Set problem A →
List every answer choice offered for the capacitor problem.
Set problem B →
From the capacitor problem, return the passage from "Given: A parallel" up to and including "the given capacitor.", copied verbatim.
Set problem C →
Resume the capacitor problem from the point where it stops.

Question

The voltage rating of a parallel plate capacitor is 500V. Its dielectric can withstand a maximum electric field of 10⁶ V/m. The plate area is 10^-4 m². What is the dielectric constant if the capacitance is 15 pF?

(given ε₀ = 8.86 × 10^-12 C²/Nm²)

पर्याय

• 3.8

• 8.5

• 4.5

• 6.2

Answer 1

8.5

Explanation:

Given: A parallel plate capacitor has a voltage rating of V = 500V, a dielectric strength of E = 10⁶ V/m, an area of the capacitor plate of A = 10^-4 m², and a capacitance of C = 15 pF, ε₀ = 8.86 × 10^-12 C²/Nm².

To find: K, The dielectric constant of the dielectric material used between the plates of the given capacitor.

Provided data →
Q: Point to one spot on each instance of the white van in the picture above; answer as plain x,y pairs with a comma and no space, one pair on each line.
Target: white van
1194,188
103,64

Result A →
3.8
8.5
4.5
6.2

Result B →
Given: A parallel plate capacitor has a voltage rating of V = 500V, a dielectric strength of E = 10⁶ V/m, an area of the capacitor plate of A = 10^-4 m², and a capacitance of C = 15 pF, ε₀ = 8.86 × 10^-12 C²/Nm².

To find: K, The dielectric constant of the dielectric material used between the plates of the given capacitor.

Result C →
Parallel plate capacitor capacitance:

`C = (ε_0KA)/d`

K = `(Cd)/(ε_0A)` ........(i)

In equation (i) d represents the distance between the capacitor's plates.

About the applied voltage and dielectric power:

`d = V/E` ......(ii)

Substitute the following from equation (ii) in equation (i):

K = `C/(ε_0A)(V/E)` .................(iii)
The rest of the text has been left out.